*** Records ***

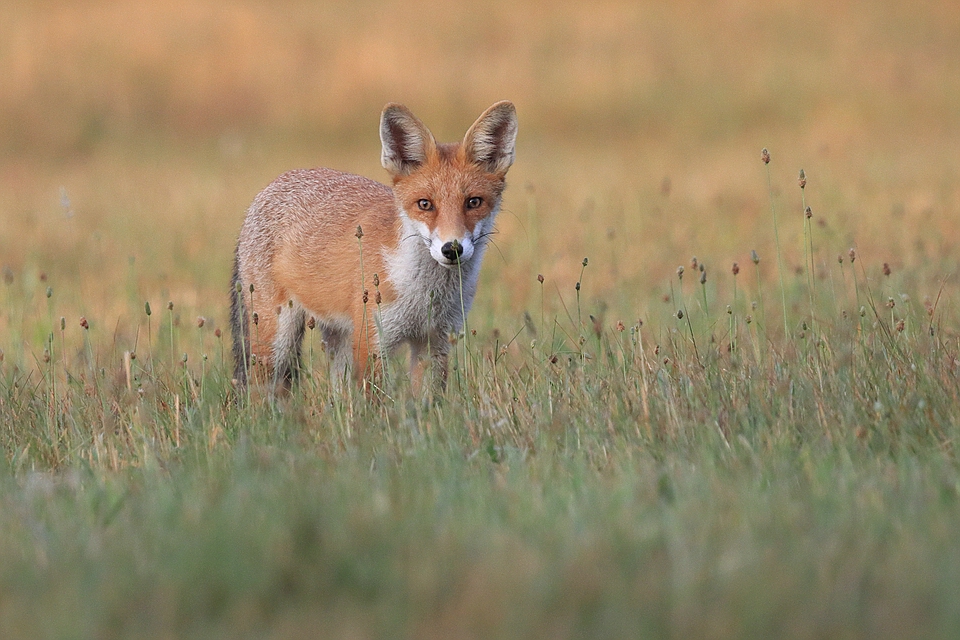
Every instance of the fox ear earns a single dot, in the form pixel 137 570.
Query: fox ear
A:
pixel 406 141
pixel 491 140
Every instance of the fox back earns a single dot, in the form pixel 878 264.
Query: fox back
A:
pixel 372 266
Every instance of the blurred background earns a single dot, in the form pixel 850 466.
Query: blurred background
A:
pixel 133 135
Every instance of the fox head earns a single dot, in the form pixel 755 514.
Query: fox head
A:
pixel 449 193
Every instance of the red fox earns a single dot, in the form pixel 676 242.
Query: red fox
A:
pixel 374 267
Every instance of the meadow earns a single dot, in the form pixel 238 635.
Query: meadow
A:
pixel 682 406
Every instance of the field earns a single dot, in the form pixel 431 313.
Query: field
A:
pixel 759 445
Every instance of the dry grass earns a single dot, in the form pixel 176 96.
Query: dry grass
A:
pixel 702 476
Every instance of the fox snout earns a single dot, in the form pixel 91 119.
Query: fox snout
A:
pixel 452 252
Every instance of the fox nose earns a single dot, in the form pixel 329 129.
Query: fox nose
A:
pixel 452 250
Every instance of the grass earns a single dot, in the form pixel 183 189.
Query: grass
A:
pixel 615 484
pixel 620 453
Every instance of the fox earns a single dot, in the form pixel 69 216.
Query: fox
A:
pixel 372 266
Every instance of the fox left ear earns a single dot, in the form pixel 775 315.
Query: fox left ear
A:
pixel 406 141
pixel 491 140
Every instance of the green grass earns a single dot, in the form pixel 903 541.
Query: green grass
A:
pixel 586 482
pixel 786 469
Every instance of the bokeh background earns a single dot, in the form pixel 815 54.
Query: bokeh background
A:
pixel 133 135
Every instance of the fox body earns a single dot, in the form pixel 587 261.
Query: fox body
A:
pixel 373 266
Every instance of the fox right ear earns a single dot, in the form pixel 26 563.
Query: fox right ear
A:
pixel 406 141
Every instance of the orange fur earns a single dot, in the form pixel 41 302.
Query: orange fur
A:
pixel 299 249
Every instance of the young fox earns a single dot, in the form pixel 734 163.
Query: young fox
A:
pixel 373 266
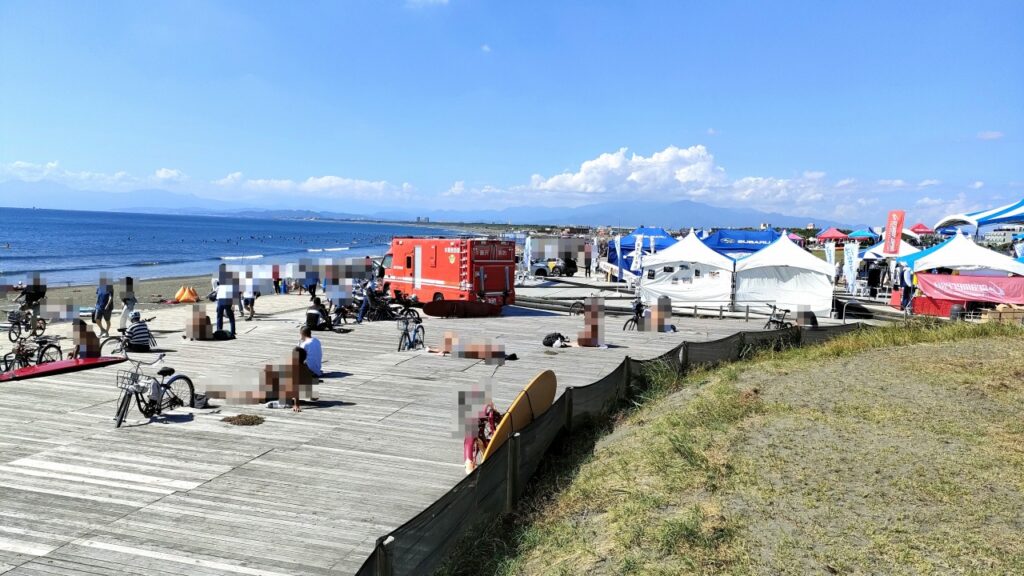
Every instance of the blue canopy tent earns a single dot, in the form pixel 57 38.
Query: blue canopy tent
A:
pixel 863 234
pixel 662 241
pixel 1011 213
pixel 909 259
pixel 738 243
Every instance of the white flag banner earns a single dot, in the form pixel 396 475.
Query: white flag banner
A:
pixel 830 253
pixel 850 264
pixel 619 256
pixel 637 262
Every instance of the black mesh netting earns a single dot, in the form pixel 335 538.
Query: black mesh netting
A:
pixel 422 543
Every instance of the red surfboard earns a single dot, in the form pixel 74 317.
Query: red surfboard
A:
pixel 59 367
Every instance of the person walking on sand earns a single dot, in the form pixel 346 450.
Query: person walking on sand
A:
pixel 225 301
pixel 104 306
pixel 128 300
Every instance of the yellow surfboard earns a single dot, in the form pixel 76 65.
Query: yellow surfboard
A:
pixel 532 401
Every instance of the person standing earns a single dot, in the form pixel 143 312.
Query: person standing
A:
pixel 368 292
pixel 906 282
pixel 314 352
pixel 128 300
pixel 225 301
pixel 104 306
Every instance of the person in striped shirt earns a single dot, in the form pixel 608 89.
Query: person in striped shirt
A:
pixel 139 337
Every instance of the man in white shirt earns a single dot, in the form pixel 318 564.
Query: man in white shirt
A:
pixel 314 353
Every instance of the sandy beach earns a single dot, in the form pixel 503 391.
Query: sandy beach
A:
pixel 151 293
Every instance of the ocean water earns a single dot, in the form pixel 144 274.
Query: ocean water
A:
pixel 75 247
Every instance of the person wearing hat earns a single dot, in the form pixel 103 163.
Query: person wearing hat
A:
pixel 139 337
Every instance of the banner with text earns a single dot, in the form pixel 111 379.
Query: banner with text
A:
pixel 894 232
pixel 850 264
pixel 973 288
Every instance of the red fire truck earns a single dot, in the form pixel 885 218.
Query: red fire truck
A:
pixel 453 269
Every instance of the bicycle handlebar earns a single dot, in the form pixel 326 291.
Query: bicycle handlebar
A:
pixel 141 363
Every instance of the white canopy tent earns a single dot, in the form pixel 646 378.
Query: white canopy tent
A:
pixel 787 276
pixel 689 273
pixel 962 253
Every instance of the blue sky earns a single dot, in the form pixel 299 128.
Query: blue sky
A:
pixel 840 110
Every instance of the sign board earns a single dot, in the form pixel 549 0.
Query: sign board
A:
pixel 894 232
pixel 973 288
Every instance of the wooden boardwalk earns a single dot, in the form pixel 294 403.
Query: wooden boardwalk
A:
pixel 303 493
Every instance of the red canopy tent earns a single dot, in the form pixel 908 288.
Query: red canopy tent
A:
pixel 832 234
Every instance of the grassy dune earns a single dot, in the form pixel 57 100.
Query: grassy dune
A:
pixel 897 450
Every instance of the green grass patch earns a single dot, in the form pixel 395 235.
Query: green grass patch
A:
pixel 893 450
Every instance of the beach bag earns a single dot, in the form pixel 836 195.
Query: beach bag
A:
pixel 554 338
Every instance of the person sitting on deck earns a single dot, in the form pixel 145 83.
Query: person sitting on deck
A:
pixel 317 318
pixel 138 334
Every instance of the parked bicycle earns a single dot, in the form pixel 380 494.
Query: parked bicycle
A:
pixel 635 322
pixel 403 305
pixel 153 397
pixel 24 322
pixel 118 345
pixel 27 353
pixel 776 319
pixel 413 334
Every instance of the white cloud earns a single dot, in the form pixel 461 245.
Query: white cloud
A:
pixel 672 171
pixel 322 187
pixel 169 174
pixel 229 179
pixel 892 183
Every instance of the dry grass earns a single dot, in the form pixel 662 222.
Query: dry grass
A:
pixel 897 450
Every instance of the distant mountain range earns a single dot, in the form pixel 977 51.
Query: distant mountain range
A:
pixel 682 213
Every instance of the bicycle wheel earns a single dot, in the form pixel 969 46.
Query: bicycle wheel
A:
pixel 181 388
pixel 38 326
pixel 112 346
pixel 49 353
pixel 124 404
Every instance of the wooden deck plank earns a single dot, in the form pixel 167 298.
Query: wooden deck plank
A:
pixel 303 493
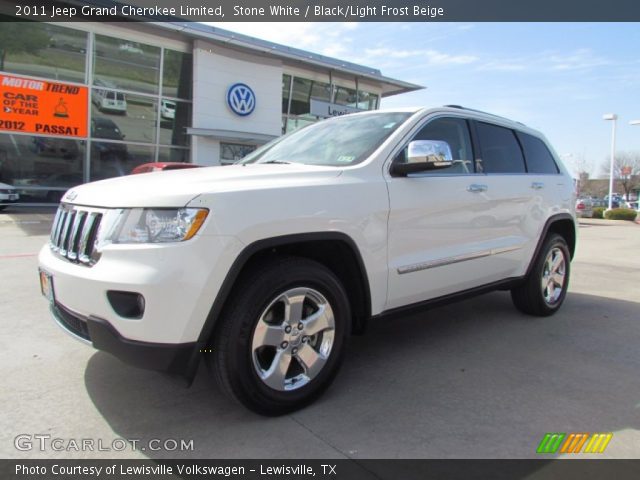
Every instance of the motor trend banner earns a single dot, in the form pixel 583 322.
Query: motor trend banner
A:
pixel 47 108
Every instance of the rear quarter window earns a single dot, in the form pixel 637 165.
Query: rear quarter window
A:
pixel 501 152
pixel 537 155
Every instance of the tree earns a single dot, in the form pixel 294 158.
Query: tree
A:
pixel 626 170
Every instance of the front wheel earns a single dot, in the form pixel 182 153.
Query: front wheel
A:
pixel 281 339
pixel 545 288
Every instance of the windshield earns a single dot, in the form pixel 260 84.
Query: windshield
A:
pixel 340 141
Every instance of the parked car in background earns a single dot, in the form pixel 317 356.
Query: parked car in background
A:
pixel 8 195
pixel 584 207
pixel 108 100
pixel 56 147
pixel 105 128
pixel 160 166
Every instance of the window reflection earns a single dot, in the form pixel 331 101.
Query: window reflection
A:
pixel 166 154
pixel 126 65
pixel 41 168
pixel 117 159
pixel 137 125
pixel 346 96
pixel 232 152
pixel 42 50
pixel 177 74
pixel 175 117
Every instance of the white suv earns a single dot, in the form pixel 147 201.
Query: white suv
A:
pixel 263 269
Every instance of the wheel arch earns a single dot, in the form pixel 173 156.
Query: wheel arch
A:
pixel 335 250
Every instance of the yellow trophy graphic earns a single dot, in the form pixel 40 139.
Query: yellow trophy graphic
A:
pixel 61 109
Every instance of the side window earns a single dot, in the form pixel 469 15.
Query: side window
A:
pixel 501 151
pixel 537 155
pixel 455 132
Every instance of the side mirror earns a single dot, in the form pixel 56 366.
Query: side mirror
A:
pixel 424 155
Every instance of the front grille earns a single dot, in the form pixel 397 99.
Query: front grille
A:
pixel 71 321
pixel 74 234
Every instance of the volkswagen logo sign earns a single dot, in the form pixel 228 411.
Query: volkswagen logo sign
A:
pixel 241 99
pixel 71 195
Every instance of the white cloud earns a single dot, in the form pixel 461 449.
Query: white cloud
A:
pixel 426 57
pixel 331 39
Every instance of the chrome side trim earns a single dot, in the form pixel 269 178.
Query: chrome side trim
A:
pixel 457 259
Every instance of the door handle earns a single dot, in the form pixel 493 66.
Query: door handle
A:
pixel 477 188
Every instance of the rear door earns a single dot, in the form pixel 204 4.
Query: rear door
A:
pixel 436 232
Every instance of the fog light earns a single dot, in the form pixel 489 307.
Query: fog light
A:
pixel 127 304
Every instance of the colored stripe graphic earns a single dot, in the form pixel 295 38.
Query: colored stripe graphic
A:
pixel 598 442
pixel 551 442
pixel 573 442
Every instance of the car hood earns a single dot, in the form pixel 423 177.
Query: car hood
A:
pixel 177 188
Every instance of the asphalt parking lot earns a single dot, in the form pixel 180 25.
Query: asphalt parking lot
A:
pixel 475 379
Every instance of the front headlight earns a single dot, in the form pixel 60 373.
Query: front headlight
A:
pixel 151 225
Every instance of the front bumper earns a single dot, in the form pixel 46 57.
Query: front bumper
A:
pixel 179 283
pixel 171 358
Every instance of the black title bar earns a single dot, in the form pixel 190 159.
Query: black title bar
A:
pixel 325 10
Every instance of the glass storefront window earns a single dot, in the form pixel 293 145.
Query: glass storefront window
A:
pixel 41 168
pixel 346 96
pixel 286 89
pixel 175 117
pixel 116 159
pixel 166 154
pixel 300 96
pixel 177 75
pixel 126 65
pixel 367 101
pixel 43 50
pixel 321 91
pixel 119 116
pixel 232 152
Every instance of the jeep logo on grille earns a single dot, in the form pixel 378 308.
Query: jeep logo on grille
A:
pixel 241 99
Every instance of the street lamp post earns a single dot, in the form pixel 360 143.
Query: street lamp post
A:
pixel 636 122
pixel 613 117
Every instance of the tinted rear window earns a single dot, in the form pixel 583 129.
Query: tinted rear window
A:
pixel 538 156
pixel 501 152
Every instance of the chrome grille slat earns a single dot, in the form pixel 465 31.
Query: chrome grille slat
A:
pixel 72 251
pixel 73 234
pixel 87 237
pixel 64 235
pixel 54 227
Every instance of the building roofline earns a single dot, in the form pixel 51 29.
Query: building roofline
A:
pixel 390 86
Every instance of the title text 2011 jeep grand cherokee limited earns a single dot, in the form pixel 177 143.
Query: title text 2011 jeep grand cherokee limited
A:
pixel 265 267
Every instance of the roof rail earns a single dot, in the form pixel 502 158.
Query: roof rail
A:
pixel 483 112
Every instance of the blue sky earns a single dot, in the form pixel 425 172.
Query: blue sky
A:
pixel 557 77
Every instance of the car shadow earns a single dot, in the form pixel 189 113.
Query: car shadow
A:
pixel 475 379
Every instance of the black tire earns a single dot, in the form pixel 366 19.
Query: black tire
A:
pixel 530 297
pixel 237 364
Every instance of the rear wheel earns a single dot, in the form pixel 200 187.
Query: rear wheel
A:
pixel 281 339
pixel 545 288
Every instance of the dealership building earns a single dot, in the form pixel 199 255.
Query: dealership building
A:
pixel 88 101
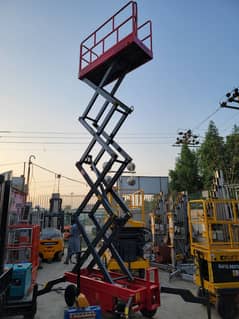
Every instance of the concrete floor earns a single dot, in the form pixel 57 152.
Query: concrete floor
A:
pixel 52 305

*** End of Records ***

Return the lines containing "orange", taking each one from the listing.

__Output below__:
Every instance of the orange fur earns a single dot, in the form pixel 41 302.
Query: orange fur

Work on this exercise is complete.